Dataset items:
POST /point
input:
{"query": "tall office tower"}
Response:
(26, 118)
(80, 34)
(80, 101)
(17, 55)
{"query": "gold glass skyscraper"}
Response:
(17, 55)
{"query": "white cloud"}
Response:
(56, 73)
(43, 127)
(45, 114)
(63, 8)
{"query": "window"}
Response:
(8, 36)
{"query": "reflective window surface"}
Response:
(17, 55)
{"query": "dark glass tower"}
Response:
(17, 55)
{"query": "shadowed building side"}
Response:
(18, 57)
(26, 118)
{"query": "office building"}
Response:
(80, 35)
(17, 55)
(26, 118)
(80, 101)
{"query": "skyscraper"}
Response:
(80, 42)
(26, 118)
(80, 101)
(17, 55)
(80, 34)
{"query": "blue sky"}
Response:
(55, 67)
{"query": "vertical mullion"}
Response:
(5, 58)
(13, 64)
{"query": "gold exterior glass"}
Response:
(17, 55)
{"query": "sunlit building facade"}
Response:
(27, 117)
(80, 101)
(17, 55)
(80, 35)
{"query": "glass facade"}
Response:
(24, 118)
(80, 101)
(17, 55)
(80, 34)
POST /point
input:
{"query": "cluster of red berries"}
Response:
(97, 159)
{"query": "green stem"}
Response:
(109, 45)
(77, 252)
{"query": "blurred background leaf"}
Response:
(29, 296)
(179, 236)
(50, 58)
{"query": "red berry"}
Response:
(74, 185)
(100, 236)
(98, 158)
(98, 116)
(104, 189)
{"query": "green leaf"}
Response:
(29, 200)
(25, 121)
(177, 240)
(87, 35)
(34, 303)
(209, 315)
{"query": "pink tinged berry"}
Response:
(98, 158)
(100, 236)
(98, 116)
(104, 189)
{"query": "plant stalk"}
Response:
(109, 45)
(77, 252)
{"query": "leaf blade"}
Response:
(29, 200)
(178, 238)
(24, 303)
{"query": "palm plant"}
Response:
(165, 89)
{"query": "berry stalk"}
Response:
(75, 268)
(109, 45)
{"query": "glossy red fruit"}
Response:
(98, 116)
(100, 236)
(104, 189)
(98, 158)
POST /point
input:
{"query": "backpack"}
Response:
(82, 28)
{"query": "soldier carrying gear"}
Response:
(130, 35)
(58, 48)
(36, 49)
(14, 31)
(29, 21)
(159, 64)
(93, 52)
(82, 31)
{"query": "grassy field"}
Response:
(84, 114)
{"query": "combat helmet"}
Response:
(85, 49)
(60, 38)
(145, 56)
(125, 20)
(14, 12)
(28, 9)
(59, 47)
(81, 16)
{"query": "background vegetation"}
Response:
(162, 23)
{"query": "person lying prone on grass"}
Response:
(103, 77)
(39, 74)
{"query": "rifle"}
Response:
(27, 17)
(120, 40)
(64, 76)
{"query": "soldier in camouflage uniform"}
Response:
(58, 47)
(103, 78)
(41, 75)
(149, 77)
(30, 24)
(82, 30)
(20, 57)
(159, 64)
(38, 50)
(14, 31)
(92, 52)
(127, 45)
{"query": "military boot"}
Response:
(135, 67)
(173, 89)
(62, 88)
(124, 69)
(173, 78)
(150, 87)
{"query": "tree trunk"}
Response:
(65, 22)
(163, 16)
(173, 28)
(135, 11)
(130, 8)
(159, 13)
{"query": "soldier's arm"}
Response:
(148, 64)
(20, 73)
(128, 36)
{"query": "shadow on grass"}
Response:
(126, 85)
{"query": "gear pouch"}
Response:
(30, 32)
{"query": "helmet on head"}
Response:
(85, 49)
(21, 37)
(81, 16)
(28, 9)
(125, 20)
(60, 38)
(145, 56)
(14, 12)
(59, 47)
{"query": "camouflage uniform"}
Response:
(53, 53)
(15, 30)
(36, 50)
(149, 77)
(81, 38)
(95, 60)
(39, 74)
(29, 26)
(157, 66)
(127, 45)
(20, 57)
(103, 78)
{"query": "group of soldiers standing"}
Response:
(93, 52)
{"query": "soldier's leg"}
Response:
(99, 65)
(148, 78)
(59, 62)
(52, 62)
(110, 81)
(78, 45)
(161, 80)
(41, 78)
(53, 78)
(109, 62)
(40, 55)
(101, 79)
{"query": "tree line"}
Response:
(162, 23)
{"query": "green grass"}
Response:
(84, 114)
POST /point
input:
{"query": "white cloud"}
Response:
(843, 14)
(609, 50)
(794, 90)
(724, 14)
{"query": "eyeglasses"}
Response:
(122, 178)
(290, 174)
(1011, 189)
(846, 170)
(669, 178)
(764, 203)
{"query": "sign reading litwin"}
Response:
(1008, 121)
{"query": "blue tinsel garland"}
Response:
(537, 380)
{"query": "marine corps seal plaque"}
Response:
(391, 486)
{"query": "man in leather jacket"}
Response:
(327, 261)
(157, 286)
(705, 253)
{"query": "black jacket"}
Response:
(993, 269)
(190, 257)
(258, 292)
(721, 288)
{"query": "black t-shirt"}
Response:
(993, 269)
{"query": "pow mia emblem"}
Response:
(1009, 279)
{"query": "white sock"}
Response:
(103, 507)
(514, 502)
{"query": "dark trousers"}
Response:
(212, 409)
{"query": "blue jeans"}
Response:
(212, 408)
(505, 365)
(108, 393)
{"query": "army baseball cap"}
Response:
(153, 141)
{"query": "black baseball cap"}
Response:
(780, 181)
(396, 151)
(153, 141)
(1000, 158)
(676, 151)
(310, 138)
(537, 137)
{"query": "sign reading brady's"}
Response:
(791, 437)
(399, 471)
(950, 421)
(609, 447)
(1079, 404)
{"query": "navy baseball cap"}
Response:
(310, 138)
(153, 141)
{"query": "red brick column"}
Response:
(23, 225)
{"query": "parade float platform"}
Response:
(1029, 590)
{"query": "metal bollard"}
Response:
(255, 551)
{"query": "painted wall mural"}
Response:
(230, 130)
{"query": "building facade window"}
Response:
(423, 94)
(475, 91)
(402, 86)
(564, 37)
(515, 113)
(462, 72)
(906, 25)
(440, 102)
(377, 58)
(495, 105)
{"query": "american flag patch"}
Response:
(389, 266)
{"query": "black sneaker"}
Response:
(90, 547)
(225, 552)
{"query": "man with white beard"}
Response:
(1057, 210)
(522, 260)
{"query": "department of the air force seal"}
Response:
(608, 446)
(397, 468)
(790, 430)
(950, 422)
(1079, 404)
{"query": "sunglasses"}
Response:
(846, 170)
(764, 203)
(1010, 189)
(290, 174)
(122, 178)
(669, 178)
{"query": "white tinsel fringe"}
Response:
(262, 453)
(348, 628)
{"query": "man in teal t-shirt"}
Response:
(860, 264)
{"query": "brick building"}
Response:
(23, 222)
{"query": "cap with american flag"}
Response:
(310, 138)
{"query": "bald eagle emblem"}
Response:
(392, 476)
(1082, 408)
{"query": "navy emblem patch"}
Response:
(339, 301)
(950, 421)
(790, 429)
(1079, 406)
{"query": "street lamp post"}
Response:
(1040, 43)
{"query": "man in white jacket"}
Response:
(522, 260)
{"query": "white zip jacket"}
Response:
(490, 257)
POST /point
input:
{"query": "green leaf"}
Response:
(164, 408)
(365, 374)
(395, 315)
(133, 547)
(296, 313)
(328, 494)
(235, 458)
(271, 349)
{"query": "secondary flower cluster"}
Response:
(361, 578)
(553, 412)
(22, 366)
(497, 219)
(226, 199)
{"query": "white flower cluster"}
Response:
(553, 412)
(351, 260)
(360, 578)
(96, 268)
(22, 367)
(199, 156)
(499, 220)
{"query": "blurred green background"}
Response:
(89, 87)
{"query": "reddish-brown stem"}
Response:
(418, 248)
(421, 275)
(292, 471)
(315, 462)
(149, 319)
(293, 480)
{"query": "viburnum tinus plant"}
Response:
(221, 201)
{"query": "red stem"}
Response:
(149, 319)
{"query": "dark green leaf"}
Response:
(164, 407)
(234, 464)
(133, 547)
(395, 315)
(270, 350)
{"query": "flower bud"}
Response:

* **Problem to solve**
Among the lines above, find those holding the word "helmet" and state how many there are, number only.

* **Answer space**
2